DATASET RECORDS =>
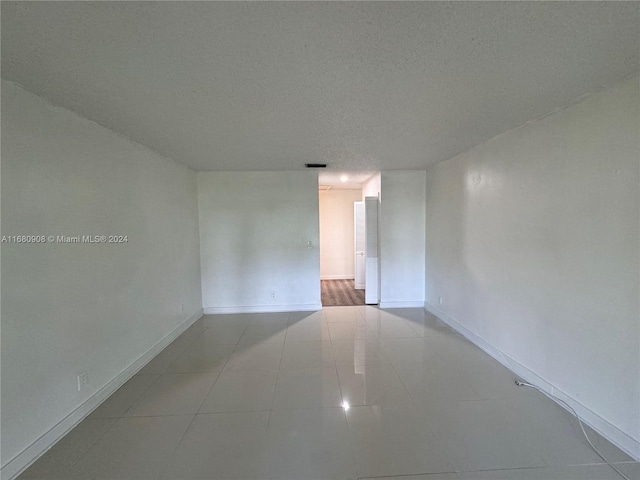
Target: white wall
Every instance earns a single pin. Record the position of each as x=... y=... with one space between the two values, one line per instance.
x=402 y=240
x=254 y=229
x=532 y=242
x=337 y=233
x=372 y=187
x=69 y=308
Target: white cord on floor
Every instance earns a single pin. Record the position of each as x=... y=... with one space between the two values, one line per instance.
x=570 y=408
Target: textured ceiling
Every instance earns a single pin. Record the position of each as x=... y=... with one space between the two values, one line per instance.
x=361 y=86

--

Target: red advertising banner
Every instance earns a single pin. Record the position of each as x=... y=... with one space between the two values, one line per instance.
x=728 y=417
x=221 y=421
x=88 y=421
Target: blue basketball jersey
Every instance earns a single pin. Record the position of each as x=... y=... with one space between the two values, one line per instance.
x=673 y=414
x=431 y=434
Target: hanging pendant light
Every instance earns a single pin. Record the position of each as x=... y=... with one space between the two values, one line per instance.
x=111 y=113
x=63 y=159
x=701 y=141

OBJECTIVE =>
Reproduce verbatim the portion of the listing above that opens with the line containing "Target: blue basketball jersey" and closes with the line containing "x=701 y=141", including both of those lines.

TASK RESPONSE =>
Target: blue basketball jersey
Every instance earns a single pin. Record the position of each as x=... y=... with one space between the two values, one line per instance.
x=673 y=414
x=431 y=434
Target: hanging pendant light
Every instance earns a single pin. Record the position of each as x=... y=... with one space between the two values, one line per instance.
x=111 y=113
x=63 y=159
x=701 y=141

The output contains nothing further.